(Written instruction): Copy the passage of the neural network momentum text between "# 1. compute" and "(self.oNodes[k] - t_values[k])", inclusive.

(Given text):
The Data Science Lab

Neural Network Momentum Using Python

for j in range(self.ni):
  x_values[j] = trainData[idx, j]	
for j in range(self.no):
  t_values[j] = trainData[idx, j+self.ni]
self.computeOutputs(x_values) 

Note that there is an array-slicing shortcut idiom specific to Python you could use here. I avoided it in case you want to refactor the demo code to a language that doesn't support slicing. The first step in back-propagation is to compute the output node signals:

# 1. compute output node signals
for k in range(self.no):
  derivative = (1 - self.oNodes[k]) * self.oNodes[k]
  oSignals[k] = derivative * (self.oNodes[k] - t_values[k])

The value for the variable named derivative assumes you have a neural network classifier that uses softmax activation. To compute the signal, the demo assumes the goal is to minimize mean squared error and uses "output minus target" rather than "target minus output," which would change the sign of the weight delta. Next, the hidden-to-output weight gradients are computed:

# 2. compute hidden-to-output weight gradients
for j in range(self.nh):
  for k in range(self.no):
    hoGrads[j, k] = oSignals[k] * self.hNodes[j]

The output node signal is combined with the associated input from the associated hidden node to give the gradient. Next, the gradients for the output node biases are computed:

# 3. compute output node bias gradients
for k in range(self.no):
  obGrads[k] = oSignals[k] * 1.0

You can think of a bias as a special kind of weight that has a constant, dummy 1.0 associated input. Here I use an explicit 1.0 value only to emphasize that idea, so you can omit it if you wish. Next, the hidden node signals are computed:

# 4. compute hidden node signals
for j in range(self.nh):
  sum = 0.0
  for k in range(self.no):
    sum += oSignals[k] * self.hoWeights[j,k]
  derivative = (1 - self.hNodes[j]) * (1 + self.hNodes[j])

(Raw data):
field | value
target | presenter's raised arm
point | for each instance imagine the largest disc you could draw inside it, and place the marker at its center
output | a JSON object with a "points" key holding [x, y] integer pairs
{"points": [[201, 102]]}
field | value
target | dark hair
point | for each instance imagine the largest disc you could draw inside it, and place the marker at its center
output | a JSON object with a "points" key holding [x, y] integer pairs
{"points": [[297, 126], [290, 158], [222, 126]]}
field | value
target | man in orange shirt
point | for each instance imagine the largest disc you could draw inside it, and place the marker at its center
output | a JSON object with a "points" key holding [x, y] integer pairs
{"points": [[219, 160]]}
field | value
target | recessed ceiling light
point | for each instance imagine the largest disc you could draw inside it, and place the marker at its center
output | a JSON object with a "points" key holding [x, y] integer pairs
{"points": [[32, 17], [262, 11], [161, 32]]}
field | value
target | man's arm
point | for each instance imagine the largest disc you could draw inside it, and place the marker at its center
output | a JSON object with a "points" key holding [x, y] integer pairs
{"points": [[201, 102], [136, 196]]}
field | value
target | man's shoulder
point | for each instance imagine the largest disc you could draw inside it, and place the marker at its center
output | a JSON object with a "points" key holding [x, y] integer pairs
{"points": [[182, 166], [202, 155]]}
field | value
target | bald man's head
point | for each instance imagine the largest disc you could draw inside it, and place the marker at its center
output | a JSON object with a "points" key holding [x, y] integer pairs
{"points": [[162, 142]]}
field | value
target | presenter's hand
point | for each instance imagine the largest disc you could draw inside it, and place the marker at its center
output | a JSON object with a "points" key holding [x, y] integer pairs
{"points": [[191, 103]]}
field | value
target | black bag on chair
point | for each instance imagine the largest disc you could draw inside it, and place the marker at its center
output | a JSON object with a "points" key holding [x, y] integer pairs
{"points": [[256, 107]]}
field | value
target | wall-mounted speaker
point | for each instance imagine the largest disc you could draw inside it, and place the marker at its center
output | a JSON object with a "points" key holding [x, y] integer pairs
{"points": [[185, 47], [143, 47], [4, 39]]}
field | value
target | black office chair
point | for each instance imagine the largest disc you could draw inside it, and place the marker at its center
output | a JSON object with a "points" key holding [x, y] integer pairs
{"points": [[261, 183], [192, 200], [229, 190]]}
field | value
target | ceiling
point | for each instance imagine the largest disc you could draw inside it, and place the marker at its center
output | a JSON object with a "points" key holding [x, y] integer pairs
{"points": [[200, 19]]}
---
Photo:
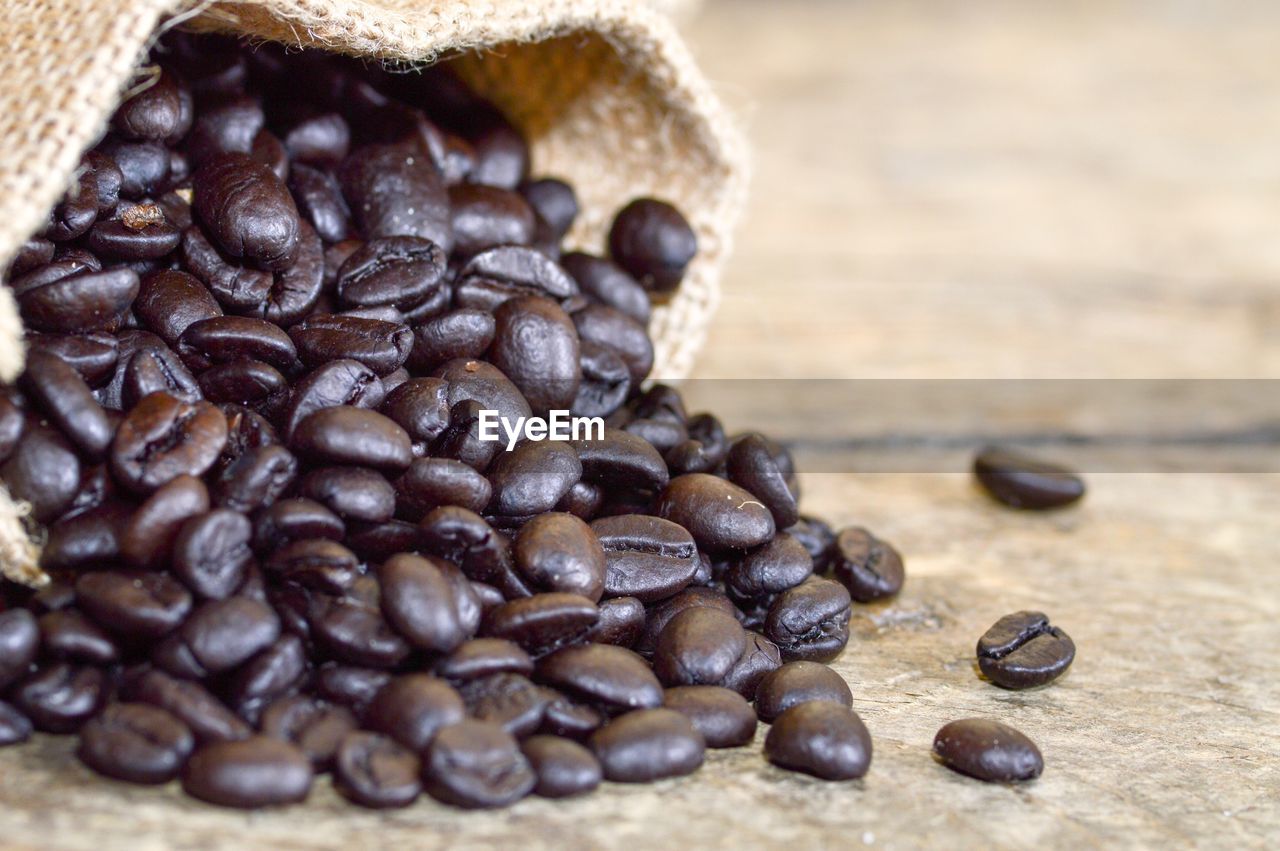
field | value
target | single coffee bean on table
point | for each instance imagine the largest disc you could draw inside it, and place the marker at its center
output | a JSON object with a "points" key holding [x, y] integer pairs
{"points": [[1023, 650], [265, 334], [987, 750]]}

(Output for this task):
# 1. compute output node signals
for k in range(self.no):
  derivative = (1 - self.oNodes[k]) * self.oNodes[k]
  oSignals[k] = derivative * (self.oNodes[k] - t_values[k])